OBJETIVO>
Escreva a continuação do texto sobre o romance Amy e Isabelle, começando logo a seguir à última frase apresentada.
____ TEXTO SELECIONADO
Amy e Isabelle, de Elizabeth Strout, com tradução de Eugénia Antunes, integra agora o catálogo da Alfaguara que tem vindo a publicar a obra de uma das mais importantes autoras norte-americanas. Antes das emblemáticas personagens Olive Kitteridge e Lucy Barton, em torno das quais a autora tem vindo a construir séries de livros mais ou menos in(ter)dependentes houve Amy, uma filha insegura, detentora de uma magnifica cabeleira loura encaracolada por trás da qual se esconde, e Isabelle, uma mãe distante e uma mulher insegura.

Este foi o romance de estreia da autora, na altura finalista dos prémios PEN/Faulkner Award, Orange Prize e International Dublin Literary Award, e vencedor do Prémio Los Angeles Times Art Seidenbaum e do Prémio Chicago Tribune Heartland.
________
____ LISTAGEM DE DADOS
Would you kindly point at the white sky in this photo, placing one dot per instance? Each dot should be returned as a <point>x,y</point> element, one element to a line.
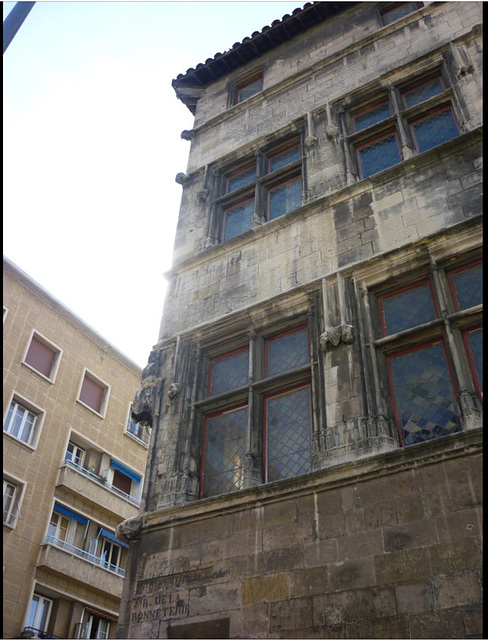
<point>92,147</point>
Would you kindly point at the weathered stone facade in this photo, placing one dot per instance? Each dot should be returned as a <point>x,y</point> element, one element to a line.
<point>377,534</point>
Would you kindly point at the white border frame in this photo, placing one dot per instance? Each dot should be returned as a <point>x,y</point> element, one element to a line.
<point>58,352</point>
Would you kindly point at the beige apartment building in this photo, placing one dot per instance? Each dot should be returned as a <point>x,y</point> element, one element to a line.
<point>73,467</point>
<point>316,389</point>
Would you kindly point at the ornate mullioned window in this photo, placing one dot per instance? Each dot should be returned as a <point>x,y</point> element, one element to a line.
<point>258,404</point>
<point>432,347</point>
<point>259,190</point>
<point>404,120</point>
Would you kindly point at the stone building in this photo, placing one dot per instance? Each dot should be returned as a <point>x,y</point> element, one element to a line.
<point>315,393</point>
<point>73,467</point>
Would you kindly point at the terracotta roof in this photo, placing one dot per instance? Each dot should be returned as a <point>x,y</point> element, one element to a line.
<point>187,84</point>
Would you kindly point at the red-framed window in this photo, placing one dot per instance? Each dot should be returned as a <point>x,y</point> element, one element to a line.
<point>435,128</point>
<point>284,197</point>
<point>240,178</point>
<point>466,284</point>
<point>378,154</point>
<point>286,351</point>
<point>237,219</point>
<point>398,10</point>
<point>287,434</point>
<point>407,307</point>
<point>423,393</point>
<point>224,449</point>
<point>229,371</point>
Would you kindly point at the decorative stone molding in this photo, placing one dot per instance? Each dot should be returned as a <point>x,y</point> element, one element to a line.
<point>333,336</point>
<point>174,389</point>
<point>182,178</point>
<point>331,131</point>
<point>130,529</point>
________
____ LISTAGEM DE DADOS
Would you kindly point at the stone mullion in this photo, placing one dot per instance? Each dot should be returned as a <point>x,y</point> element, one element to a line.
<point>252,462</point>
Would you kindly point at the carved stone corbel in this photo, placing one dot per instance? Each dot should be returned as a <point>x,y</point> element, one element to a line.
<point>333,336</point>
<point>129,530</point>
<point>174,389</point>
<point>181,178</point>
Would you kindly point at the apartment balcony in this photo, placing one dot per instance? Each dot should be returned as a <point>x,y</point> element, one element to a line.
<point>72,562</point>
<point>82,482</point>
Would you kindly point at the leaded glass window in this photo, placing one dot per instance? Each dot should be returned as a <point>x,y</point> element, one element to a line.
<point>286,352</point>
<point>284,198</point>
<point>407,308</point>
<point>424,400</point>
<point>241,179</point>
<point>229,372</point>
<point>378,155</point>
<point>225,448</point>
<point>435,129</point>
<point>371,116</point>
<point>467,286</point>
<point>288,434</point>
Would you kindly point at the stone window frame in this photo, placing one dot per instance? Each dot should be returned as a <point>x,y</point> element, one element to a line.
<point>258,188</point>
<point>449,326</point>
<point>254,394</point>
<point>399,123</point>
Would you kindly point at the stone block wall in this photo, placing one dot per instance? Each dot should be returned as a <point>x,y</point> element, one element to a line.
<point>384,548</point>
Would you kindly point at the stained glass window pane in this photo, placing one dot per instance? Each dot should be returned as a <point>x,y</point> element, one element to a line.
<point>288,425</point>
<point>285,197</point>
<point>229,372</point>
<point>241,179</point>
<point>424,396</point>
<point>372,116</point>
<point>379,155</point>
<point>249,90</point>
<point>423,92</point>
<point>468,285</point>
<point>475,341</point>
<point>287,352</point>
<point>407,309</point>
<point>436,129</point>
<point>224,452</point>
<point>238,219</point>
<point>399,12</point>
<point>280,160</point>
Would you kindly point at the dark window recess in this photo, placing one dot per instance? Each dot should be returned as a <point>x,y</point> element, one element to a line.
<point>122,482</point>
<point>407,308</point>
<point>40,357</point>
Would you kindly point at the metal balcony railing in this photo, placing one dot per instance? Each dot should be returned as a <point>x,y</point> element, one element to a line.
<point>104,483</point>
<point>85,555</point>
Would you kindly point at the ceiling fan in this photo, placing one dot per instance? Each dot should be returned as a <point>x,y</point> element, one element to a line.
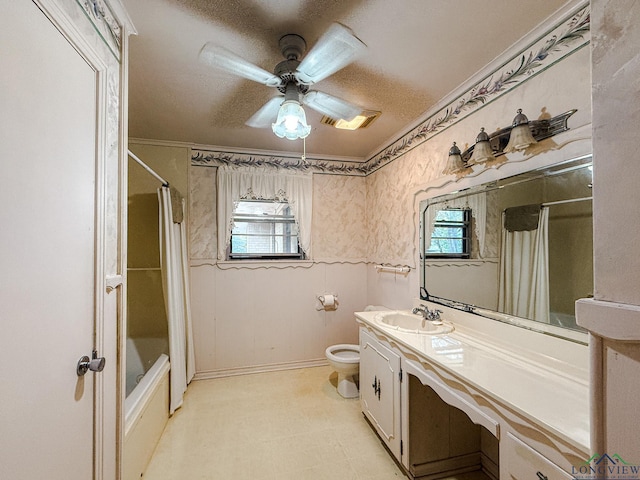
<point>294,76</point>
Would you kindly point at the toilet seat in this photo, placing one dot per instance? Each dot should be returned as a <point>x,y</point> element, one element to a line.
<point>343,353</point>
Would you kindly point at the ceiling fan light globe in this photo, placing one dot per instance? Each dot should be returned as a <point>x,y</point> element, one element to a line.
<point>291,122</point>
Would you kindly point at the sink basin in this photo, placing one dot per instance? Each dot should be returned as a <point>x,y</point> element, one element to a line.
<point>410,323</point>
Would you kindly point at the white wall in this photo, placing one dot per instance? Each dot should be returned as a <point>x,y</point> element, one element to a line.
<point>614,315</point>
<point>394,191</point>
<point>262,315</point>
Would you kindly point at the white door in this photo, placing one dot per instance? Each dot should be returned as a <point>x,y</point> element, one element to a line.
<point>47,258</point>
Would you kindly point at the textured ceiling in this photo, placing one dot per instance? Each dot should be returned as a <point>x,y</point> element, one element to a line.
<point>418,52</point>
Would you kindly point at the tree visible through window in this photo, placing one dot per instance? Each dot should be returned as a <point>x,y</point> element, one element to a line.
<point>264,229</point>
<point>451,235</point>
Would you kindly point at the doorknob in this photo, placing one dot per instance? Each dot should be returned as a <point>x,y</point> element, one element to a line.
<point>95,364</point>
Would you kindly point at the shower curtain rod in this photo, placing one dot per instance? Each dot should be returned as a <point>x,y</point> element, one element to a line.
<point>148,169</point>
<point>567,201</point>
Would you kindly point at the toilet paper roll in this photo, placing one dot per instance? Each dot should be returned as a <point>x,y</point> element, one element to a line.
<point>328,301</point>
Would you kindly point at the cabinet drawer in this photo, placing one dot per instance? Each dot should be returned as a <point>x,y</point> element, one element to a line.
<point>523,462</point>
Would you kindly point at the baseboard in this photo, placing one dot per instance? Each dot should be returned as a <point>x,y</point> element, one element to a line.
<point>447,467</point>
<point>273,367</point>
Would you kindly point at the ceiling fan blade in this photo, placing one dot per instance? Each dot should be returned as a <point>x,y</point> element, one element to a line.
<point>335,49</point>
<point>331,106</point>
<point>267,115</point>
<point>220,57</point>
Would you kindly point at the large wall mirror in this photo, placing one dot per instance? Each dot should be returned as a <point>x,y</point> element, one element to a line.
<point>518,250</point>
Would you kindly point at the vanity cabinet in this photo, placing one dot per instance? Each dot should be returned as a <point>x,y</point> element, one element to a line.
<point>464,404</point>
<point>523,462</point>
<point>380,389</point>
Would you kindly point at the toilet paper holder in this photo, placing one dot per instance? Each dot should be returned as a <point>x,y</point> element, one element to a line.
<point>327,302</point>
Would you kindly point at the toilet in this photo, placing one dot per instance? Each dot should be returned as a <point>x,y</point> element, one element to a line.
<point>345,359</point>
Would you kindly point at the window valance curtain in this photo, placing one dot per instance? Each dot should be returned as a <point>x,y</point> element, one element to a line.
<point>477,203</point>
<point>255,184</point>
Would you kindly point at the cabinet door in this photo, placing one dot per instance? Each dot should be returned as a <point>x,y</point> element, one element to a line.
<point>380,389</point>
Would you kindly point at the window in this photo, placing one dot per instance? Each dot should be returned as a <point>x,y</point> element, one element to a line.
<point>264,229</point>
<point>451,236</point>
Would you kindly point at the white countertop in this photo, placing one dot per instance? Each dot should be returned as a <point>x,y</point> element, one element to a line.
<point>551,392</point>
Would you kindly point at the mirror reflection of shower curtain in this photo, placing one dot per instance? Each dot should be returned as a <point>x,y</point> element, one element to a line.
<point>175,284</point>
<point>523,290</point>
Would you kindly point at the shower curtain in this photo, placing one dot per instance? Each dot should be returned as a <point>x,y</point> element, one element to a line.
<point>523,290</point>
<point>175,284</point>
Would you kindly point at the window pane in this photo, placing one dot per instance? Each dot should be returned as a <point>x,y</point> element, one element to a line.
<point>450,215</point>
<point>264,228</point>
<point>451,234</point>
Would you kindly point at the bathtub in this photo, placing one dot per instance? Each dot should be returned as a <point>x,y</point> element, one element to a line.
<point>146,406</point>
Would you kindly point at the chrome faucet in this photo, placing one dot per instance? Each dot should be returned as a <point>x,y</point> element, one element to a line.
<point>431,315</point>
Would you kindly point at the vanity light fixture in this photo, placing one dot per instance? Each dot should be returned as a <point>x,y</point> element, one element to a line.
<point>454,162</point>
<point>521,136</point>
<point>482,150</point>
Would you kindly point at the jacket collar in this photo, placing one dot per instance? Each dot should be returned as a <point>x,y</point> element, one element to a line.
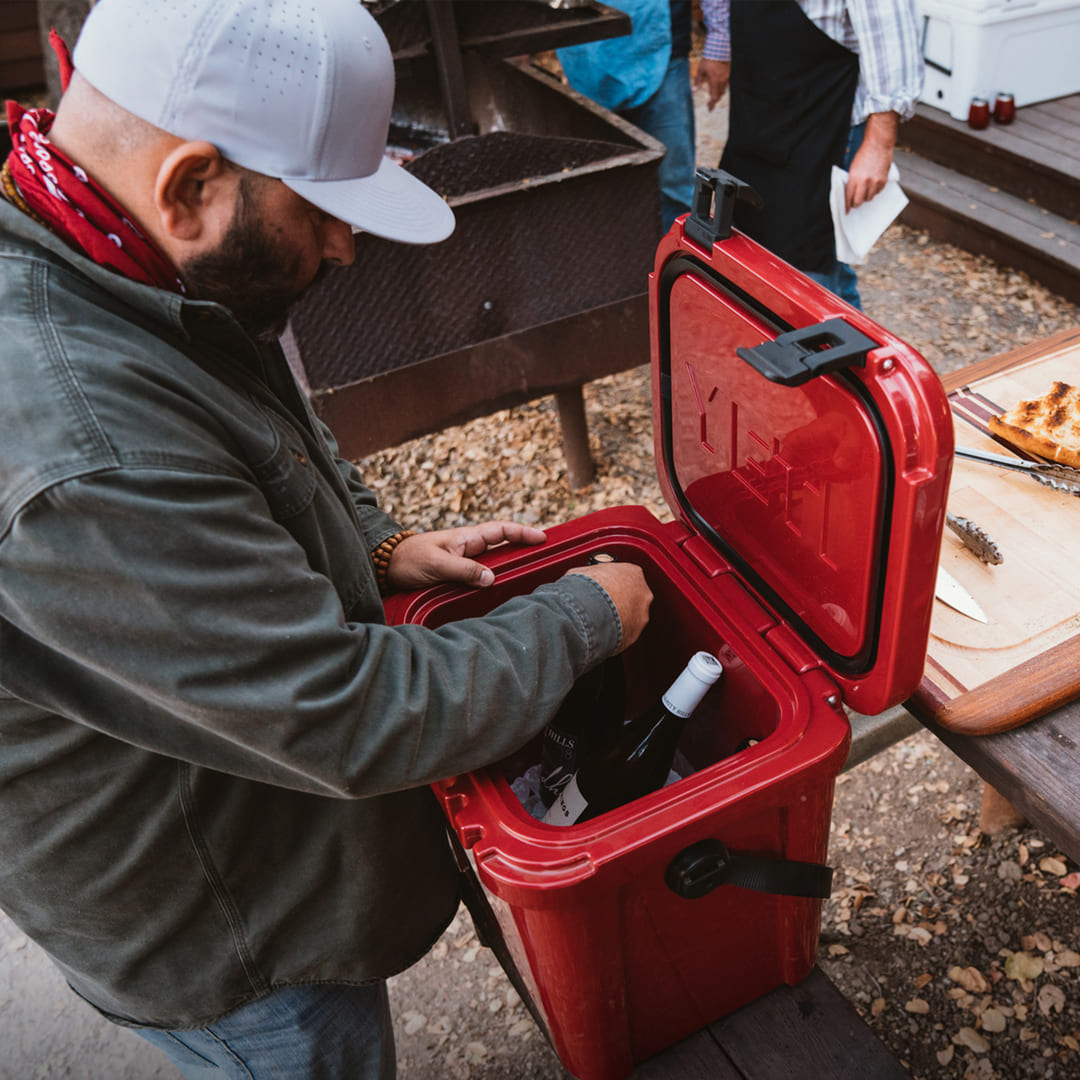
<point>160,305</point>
________
RESPOSTA>
Um romance com uma escrita sólida, bem construído, envolto em mistério que se vai desvelando gradualmente, com segredos e histórias que explicam a actual inimizade e hostilidade entre uma mãe e filha que vivem na mesma casa e trabalham no mesmo escritório. Não tem ainda a segurança e ironia ou elegância da prosa de Strout dos outros romances, mas já se pressente a grande autora em que se veio a tornar. Curiosamente é também um romance mais extenso do que os outros que se lhe seguiram, como se a brevidade da prosa passasse a estar aliada a uma escrita mais concisa.

Um dos pontos fortes da narrativa é o modo como de quando em quando sobrevoa as várias personagens, ainda que secundárias, registando o que cada uma está a fazer naquele momento. É desta forma que a autora parece reforçar a ideia de que naquela pequena comunidade todos estão interligados e uma acção tem sempre inevitáveis e inimagináveis repercussões na vida de outros.

“A vida, delicada como um tecido, podia ser rasgada pelos golpes caprichosos de um momento aleatório e egoísta.” (p. 393)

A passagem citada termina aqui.